▶ Provided text
* * *

This paper is a continuation of the authors’ earlier work published in [27] on the impact of the V2G concept on the energy management of a low-voltage grid. A realistic urban low-voltage distribution grid with high PV penetration and significant phase imbalance is used to examine the proposed V2G concept with the aim of minimizing the energy exchange with the superior-10 kV grid through three operational scenarios. The first scenario is the baseline scenario in which the impact of high PV penetration is analysed. In the second scenario, the optimal EV battery charging schedule is determined without considering the state of charge (SoC) of the battery at the end of the cycle. In the third scenario, the same charging schedule as in the second scenario is considered, but the SoC at the end of the charging cycle is taken into account. According to all the above, the following list summarizes the key contributions.

• The urban distribution network is modelled according to the real-life data. Load profiles and EV charging patterns are obtained from conducted real-life measurements.
• Analysis is performed on unbalanced power flows since the distribution feeder is composed up of single-phase loads. Proposed EV charging patterns are presented as a mixed-integer nonlinear programming (MINLP) optimization model, and combined with unbalanced power flows, they represent the most accurate and realistic optimization model.
• The proposed EV charging pattern offers a robust and straightforward procedure that can be generally applied on all levels and types of integration.

The introduction is the first of four sections in this paper. The second section consists of the proposed optimization method and model description. The results of the performed simulations and calculations are presented in the third section. Concluding remarks are given in the fourth section.

2. Proposed Optimization for V2G

The proposed optimization method is based on a general mathematical model of the objective function to minimize the energy exchange between the low-voltage distribution grid with the superior-10 kV grid with following constraints:

○

Unbalanced power flows;

○

Bus voltages;

○

Maximum rating of each system component;

○

Solar irradiance;

○

State of charge of the batteries;

○

Charging/discharging powers of the batteries;

○

Energy exchanges with the external grid.

* * *

▶ Set tasks
a. In the V2G paper text, reproduce the passage starting at the words "The introduction is" and ending after "the fourth section.".
b. Carry on the V2G paper text from where it stops.

▶ Records provided
* * *

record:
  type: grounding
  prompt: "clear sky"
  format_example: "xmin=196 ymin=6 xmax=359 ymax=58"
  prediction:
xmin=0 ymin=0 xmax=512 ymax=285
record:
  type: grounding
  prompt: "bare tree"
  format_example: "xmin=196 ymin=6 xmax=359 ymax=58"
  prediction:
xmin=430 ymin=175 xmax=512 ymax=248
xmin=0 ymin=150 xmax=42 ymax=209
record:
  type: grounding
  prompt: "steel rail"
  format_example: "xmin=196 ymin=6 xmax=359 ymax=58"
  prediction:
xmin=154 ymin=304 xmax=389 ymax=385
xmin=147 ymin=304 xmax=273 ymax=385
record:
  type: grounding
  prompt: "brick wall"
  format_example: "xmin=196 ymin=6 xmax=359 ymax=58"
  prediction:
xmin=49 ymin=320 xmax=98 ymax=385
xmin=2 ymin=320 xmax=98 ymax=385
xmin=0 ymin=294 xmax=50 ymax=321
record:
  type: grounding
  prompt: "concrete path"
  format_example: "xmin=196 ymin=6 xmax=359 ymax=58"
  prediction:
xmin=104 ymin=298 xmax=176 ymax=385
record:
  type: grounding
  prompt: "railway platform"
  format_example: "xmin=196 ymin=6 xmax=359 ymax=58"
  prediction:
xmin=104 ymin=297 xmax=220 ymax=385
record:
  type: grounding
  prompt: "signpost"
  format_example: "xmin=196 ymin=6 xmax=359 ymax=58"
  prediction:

* * *

▶ Answers for the tasks
a.
The introduction is the first of four sections in this paper. The second section consists of the proposed optimization method and model description. The results of the performed simulations and calculations are presented in the third section. Concluding remarks are given in the fourth section.

b.
2.1. Mathematical Formulation of the Proposed Optimization Model

The objective function of the proposed model is written according to Expression (1):

$$\min \{Si{n}_{i,t}-Se{x}_{i,t}\}$$

(1)

where:

$Si{n}_{i,t}$—the apparent power imported from the superior-10 kV grid at the i-th bus in period t;

$Se{x}_{i,t}$—the apparent power exported to the superior-10 kV grid at the i-th bus in period t.

All the constraints considered are detailed below and are shown in Expressions (2)–(11). The power flow equation is described by Expressions (2) and (3).

$$Pi{n}_{i,t}-Pe{x}_{i,t}={\displaystyle \sum }_{i=1}^N\left|V_{i,t}\right|\left|V_{k,t}\right|\left|Y_{ik}\right|\cos \left({\delta }_{i,t}-{\delta }_{k,t}-{\theta }_{ik}\right)$$

(2)

$$Qi{n}_{i,t}-Qe{x}_{i,t}={\displaystyle \sum }_{i=1}^N\left|V_{i,t}\right|\left|V_{k,t}\right|\left|Y_{ik}\right|\sin \left({\delta }_{i,t}-{\delta }_{k,t}-{\theta }_{ik}\right)$$

(3)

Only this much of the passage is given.